▸ **Prompt**: In your reply, write out the records exactly, each line intact.
Start of Block
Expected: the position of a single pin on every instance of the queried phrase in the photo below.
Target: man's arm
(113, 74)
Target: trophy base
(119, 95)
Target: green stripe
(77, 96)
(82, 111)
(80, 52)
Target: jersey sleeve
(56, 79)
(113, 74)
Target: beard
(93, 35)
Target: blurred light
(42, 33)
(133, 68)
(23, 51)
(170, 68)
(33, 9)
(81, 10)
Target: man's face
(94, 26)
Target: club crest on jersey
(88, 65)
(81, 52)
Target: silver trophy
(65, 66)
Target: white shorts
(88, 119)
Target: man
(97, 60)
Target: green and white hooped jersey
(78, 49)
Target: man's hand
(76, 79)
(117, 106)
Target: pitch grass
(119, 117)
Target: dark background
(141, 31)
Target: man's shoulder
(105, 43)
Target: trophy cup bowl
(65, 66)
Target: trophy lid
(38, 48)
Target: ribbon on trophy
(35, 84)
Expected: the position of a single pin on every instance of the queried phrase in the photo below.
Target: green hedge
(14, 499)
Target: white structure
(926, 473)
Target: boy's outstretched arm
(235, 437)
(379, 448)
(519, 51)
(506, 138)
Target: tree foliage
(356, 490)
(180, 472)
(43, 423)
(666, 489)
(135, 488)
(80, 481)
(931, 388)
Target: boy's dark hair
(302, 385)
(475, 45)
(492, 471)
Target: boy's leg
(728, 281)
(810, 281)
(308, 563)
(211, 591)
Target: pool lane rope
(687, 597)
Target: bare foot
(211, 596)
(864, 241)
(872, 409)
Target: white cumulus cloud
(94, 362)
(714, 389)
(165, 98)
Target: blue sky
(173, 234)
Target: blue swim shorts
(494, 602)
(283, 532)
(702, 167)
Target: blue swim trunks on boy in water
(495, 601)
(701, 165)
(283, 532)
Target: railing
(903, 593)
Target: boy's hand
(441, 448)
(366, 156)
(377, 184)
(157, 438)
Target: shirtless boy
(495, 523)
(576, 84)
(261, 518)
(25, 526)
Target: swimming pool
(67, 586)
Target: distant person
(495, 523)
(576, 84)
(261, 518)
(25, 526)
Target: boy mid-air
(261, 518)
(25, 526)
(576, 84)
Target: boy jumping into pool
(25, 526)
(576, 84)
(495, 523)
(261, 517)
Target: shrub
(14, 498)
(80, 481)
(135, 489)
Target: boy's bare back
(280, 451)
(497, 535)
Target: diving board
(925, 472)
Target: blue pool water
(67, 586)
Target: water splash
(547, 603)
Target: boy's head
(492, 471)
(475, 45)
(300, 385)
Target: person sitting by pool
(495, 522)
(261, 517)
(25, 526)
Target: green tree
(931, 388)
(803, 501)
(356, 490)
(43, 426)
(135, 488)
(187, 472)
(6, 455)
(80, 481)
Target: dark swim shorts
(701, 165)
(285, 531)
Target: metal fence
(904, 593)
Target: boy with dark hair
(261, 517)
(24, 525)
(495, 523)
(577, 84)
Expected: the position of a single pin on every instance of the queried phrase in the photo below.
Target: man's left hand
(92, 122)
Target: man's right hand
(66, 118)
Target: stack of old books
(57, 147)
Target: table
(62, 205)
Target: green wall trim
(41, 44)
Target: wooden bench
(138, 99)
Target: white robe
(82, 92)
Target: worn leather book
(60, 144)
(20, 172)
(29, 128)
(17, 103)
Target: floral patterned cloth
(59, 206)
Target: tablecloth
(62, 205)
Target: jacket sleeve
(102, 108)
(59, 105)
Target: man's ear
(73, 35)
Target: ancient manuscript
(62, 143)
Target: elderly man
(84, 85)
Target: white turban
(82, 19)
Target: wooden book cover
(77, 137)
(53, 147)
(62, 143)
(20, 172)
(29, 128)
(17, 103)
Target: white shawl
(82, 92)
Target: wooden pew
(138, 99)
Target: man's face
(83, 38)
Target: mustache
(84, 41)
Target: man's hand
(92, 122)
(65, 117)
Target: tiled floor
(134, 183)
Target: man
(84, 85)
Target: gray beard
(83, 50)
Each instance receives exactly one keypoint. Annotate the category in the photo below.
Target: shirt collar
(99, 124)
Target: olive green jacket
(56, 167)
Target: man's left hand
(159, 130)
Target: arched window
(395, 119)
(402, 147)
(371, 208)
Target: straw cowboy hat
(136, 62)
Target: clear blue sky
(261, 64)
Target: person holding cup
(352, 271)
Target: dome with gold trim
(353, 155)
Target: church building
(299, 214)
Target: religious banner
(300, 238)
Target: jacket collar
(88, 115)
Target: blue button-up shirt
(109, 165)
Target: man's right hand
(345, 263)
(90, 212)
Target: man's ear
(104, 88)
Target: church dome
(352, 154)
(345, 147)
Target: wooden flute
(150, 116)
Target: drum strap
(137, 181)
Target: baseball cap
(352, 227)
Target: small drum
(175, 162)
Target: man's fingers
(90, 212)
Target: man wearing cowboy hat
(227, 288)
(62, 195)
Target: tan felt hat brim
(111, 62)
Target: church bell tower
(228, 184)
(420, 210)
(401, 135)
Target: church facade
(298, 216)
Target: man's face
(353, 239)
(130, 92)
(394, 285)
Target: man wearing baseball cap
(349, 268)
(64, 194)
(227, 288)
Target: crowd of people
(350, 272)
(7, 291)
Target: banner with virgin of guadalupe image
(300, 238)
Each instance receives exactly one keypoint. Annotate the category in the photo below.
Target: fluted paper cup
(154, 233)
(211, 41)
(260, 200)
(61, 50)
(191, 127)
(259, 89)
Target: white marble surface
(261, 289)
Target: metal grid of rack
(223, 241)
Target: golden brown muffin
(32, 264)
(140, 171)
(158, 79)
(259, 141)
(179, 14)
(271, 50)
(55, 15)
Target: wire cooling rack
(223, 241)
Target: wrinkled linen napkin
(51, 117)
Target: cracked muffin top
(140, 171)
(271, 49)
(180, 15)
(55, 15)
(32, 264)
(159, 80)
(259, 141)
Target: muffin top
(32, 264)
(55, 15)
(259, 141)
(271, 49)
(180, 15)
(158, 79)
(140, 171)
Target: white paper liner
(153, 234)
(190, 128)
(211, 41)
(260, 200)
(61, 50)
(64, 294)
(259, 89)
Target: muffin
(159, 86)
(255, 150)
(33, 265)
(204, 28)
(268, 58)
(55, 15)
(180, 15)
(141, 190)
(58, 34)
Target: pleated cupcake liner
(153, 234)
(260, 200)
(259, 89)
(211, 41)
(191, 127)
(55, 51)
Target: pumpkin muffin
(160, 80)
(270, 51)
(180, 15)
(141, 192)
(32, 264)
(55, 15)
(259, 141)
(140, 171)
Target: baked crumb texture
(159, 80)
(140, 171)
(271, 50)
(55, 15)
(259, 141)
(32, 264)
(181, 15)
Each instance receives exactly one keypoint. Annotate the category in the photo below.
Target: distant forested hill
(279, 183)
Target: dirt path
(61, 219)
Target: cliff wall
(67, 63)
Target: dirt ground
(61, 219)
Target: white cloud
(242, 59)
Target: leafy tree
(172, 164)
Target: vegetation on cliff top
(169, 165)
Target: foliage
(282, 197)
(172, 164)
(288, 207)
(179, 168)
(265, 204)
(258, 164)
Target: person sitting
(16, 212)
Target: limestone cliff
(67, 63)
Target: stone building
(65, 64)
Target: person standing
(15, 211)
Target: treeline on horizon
End of Block
▸ **Solved problem**:
Expected: the position of a single pin on every instance of the queried phrase in the photo below.
Target: man's arm
(113, 74)
Target: trophy base
(119, 95)
Target: green stripe
(77, 96)
(82, 111)
(80, 52)
Target: jersey sleeve
(56, 79)
(113, 74)
Target: beard
(93, 35)
Target: blurred light
(42, 33)
(133, 68)
(23, 51)
(170, 68)
(33, 9)
(81, 10)
Target: man's face
(94, 26)
Target: club crest on jersey
(88, 65)
(81, 52)
Target: silver trophy
(65, 66)
Target: white shorts
(88, 119)
Target: man
(97, 60)
Target: green and white hooped jersey
(78, 49)
Target: man's hand
(76, 79)
(117, 106)
Target: pitch grass
(119, 117)
Target: dark background
(141, 31)
Target: man's shoulder
(105, 43)
Target: trophy cup bowl
(65, 66)
Target: trophy lid
(38, 48)
Target: ribbon on trophy
(35, 84)
Expected: the position of a single pin on every instance of the queried phrase in the photo below.
Target: green hedge
(14, 499)
Target: white structure
(926, 473)
Target: boy's outstretched arm
(235, 437)
(379, 448)
(519, 51)
(506, 138)
Target: tree foliage
(356, 490)
(180, 472)
(43, 423)
(666, 489)
(135, 488)
(80, 481)
(931, 388)
Target: boy's dark hair
(302, 385)
(475, 45)
(492, 471)
Target: boy's leg
(728, 281)
(810, 281)
(308, 563)
(211, 591)
Target: pool lane rope
(687, 597)
Target: bare foot
(211, 596)
(864, 241)
(872, 409)
Target: white cumulus cloud
(94, 362)
(714, 389)
(165, 98)
Target: blue sky
(173, 234)
Target: blue swim shorts
(494, 602)
(283, 532)
(702, 167)
Target: blue swim trunks on boy in water
(495, 601)
(701, 165)
(283, 532)
Target: railing
(903, 593)
Target: boy's hand
(441, 448)
(366, 156)
(377, 184)
(157, 438)
Target: shirtless boy
(495, 523)
(576, 84)
(261, 518)
(25, 526)
Target: swimming pool
(67, 586)
Target: distant person
(495, 523)
(576, 84)
(261, 518)
(25, 526)
Target: boy mid-air
(261, 518)
(25, 526)
(576, 84)
Target: boy jumping into pool
(25, 526)
(576, 84)
(495, 523)
(261, 517)
Target: shrub
(14, 498)
(80, 481)
(135, 489)
Target: boy's bare back
(280, 451)
(497, 535)
Target: diving board
(925, 472)
Target: blue pool water
(67, 586)
Target: water splash
(547, 603)
Target: boy's head
(492, 471)
(475, 45)
(300, 385)
Target: person sitting by pool
(495, 522)
(261, 517)
(25, 526)
Target: green tree
(931, 388)
(803, 501)
(356, 490)
(43, 426)
(135, 488)
(187, 472)
(6, 455)
(80, 481)
Target: dark swim shorts
(701, 165)
(285, 531)
Target: metal fence
(904, 593)
Target: boy with dark hair
(261, 517)
(24, 525)
(495, 523)
(577, 84)
Expected: the position of a single pin on every instance of the queried phrase in the photo below.
Target: man's left hand
(92, 122)
Target: man's right hand
(66, 118)
Target: stack of old books
(57, 147)
Target: table
(62, 205)
Target: green wall trim
(41, 44)
Target: wooden bench
(138, 99)
Target: white robe
(82, 92)
Target: worn leather book
(60, 144)
(20, 172)
(29, 128)
(17, 103)
Target: floral patterned cloth
(59, 206)
Target: tablecloth
(62, 205)
Target: jacket sleeve
(102, 108)
(59, 105)
Target: man's ear
(73, 35)
Target: ancient manuscript
(62, 143)
Target: elderly man
(84, 85)
Target: white turban
(82, 19)
Target: wooden book cover
(77, 137)
(53, 147)
(62, 143)
(20, 172)
(29, 128)
(17, 103)
Target: white shawl
(82, 92)
Target: wooden pew
(138, 99)
Target: man's face
(83, 38)
Target: mustache
(84, 41)
Target: man's hand
(92, 122)
(65, 117)
Target: tiled floor
(134, 183)
Target: man
(84, 85)
Target: gray beard
(83, 50)
Each instance receives exactly one keypoint. Annotate the category in the photo below.
Target: shirt collar
(99, 124)
Target: olive green jacket
(56, 167)
Target: man's left hand
(159, 130)
Target: arched window
(395, 119)
(402, 147)
(371, 208)
Target: straw cowboy hat
(136, 62)
Target: clear blue sky
(261, 64)
Target: person holding cup
(352, 271)
Target: dome with gold trim
(353, 155)
Target: church building
(299, 214)
Target: religious banner
(300, 238)
Target: jacket collar
(88, 115)
Target: blue button-up shirt
(109, 165)
Target: man's right hand
(345, 263)
(90, 212)
Target: man's ear
(104, 88)
Target: church dome
(352, 154)
(345, 147)
Target: wooden flute
(150, 116)
Target: drum strap
(137, 181)
Target: baseball cap
(352, 227)
Target: small drum
(175, 162)
Target: man's fingers
(90, 212)
Target: man wearing cowboy hat
(227, 288)
(62, 195)
Target: tan felt hat brim
(111, 62)
Target: church bell tower
(228, 184)
(420, 210)
(401, 135)
Target: church facade
(298, 216)
Target: man's face
(353, 239)
(130, 92)
(394, 285)
Target: man wearing baseball cap
(349, 268)
(64, 194)
(227, 288)
Target: crowd of people
(350, 272)
(7, 291)
Target: banner with virgin of guadalupe image
(300, 238)
Each instance receives exactly one keypoint. Annotate the category in the photo below.
Target: fluted paper cup
(154, 233)
(211, 41)
(260, 200)
(61, 50)
(191, 127)
(259, 89)
Target: white marble surface
(261, 289)
Target: metal grid of rack
(223, 241)
Target: golden brown muffin
(32, 264)
(140, 171)
(158, 79)
(259, 141)
(179, 14)
(271, 50)
(55, 15)
Target: wire cooling rack
(223, 241)
Target: wrinkled linen napkin
(51, 117)
Target: cracked muffin top
(140, 171)
(271, 49)
(180, 15)
(55, 15)
(32, 264)
(159, 80)
(259, 141)
Target: muffin top
(32, 264)
(55, 15)
(259, 141)
(271, 49)
(180, 15)
(158, 79)
(140, 171)
Target: white paper liner
(153, 234)
(190, 128)
(211, 41)
(260, 200)
(61, 50)
(64, 294)
(259, 89)
Target: muffin
(159, 86)
(255, 150)
(33, 265)
(204, 28)
(268, 58)
(55, 15)
(180, 15)
(141, 190)
(58, 34)
Target: pleated cupcake liner
(153, 234)
(260, 200)
(259, 89)
(211, 41)
(191, 127)
(55, 51)
Target: pumpkin muffin
(160, 80)
(270, 51)
(180, 15)
(141, 192)
(32, 264)
(55, 15)
(259, 141)
(140, 171)
Target: baked crumb texture
(159, 80)
(140, 171)
(271, 50)
(55, 15)
(259, 141)
(32, 264)
(181, 15)
Each instance receives exactly one keypoint. Annotate the category in the photo below.
Target: distant forested hill
(279, 183)
Target: dirt path
(61, 219)
Target: cliff wall
(67, 63)
Target: dirt ground
(61, 219)
Target: white cloud
(242, 59)
Target: leafy tree
(172, 164)
Target: vegetation on cliff top
(169, 165)
Target: foliage
(282, 197)
(172, 164)
(288, 207)
(179, 168)
(265, 204)
(258, 164)
Target: person sitting
(16, 212)
Target: limestone cliff
(67, 63)
Target: stone building
(65, 64)
Target: person standing
(15, 211)
Target: treeline on horizon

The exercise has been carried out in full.